Could you retype every one of the records below word for word, leaving the pictures out?

□ □ □

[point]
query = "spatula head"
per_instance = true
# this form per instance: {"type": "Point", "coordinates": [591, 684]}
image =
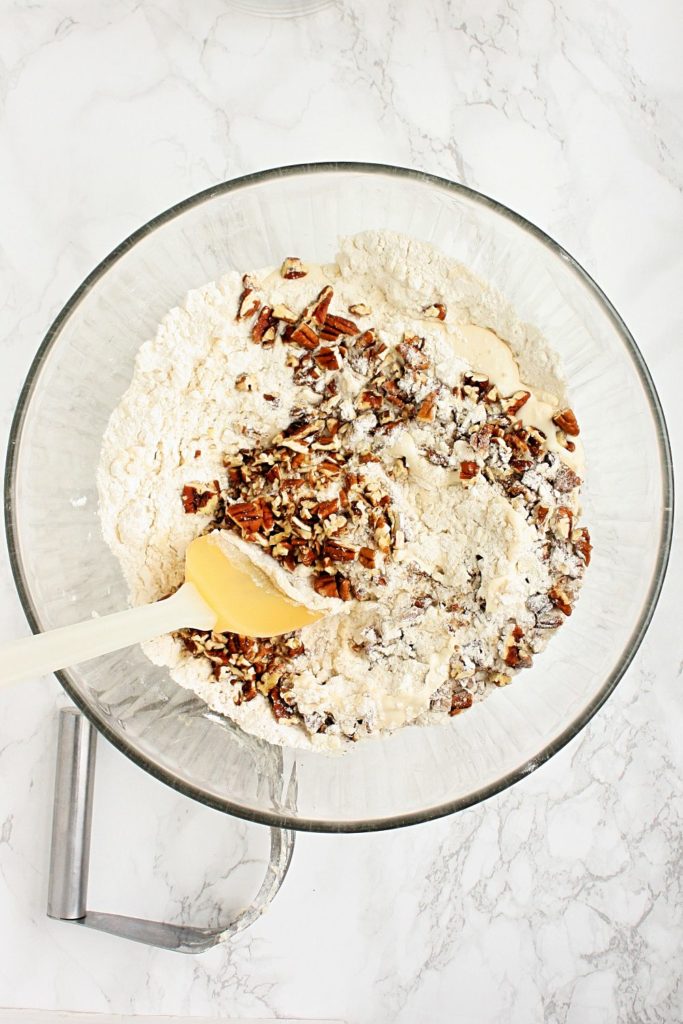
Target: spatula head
{"type": "Point", "coordinates": [245, 600]}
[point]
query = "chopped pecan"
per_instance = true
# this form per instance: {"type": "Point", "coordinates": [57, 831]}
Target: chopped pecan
{"type": "Point", "coordinates": [339, 325]}
{"type": "Point", "coordinates": [460, 700]}
{"type": "Point", "coordinates": [565, 479]}
{"type": "Point", "coordinates": [318, 309]}
{"type": "Point", "coordinates": [248, 303]}
{"type": "Point", "coordinates": [281, 708]}
{"type": "Point", "coordinates": [435, 311]}
{"type": "Point", "coordinates": [261, 325]}
{"type": "Point", "coordinates": [369, 399]}
{"type": "Point", "coordinates": [479, 383]}
{"type": "Point", "coordinates": [248, 515]}
{"type": "Point", "coordinates": [338, 552]}
{"type": "Point", "coordinates": [564, 441]}
{"type": "Point", "coordinates": [325, 509]}
{"type": "Point", "coordinates": [468, 470]}
{"type": "Point", "coordinates": [326, 585]}
{"type": "Point", "coordinates": [581, 540]}
{"type": "Point", "coordinates": [427, 411]}
{"type": "Point", "coordinates": [202, 498]}
{"type": "Point", "coordinates": [410, 350]}
{"type": "Point", "coordinates": [304, 336]}
{"type": "Point", "coordinates": [293, 267]}
{"type": "Point", "coordinates": [514, 402]}
{"type": "Point", "coordinates": [328, 358]}
{"type": "Point", "coordinates": [367, 557]}
{"type": "Point", "coordinates": [284, 313]}
{"type": "Point", "coordinates": [566, 421]}
{"type": "Point", "coordinates": [245, 382]}
{"type": "Point", "coordinates": [560, 599]}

□ □ □

• **Expected answer**:
[point]
query = "spatula head"
per_instance = true
# this form per instance: {"type": "Point", "coordinates": [591, 684]}
image =
Target: spatula head
{"type": "Point", "coordinates": [245, 600]}
[point]
query = "chopped pecan"
per_instance = true
# this form per instance: {"type": "Point", "coordinates": [57, 831]}
Target: chopped pecan
{"type": "Point", "coordinates": [339, 325]}
{"type": "Point", "coordinates": [460, 700]}
{"type": "Point", "coordinates": [565, 479]}
{"type": "Point", "coordinates": [318, 309]}
{"type": "Point", "coordinates": [248, 303]}
{"type": "Point", "coordinates": [281, 708]}
{"type": "Point", "coordinates": [435, 311]}
{"type": "Point", "coordinates": [261, 325]}
{"type": "Point", "coordinates": [369, 399]}
{"type": "Point", "coordinates": [479, 383]}
{"type": "Point", "coordinates": [248, 515]}
{"type": "Point", "coordinates": [338, 552]}
{"type": "Point", "coordinates": [564, 441]}
{"type": "Point", "coordinates": [325, 509]}
{"type": "Point", "coordinates": [468, 470]}
{"type": "Point", "coordinates": [326, 585]}
{"type": "Point", "coordinates": [581, 540]}
{"type": "Point", "coordinates": [427, 411]}
{"type": "Point", "coordinates": [202, 498]}
{"type": "Point", "coordinates": [410, 350]}
{"type": "Point", "coordinates": [304, 336]}
{"type": "Point", "coordinates": [293, 267]}
{"type": "Point", "coordinates": [514, 402]}
{"type": "Point", "coordinates": [328, 358]}
{"type": "Point", "coordinates": [367, 557]}
{"type": "Point", "coordinates": [284, 313]}
{"type": "Point", "coordinates": [566, 421]}
{"type": "Point", "coordinates": [245, 382]}
{"type": "Point", "coordinates": [560, 599]}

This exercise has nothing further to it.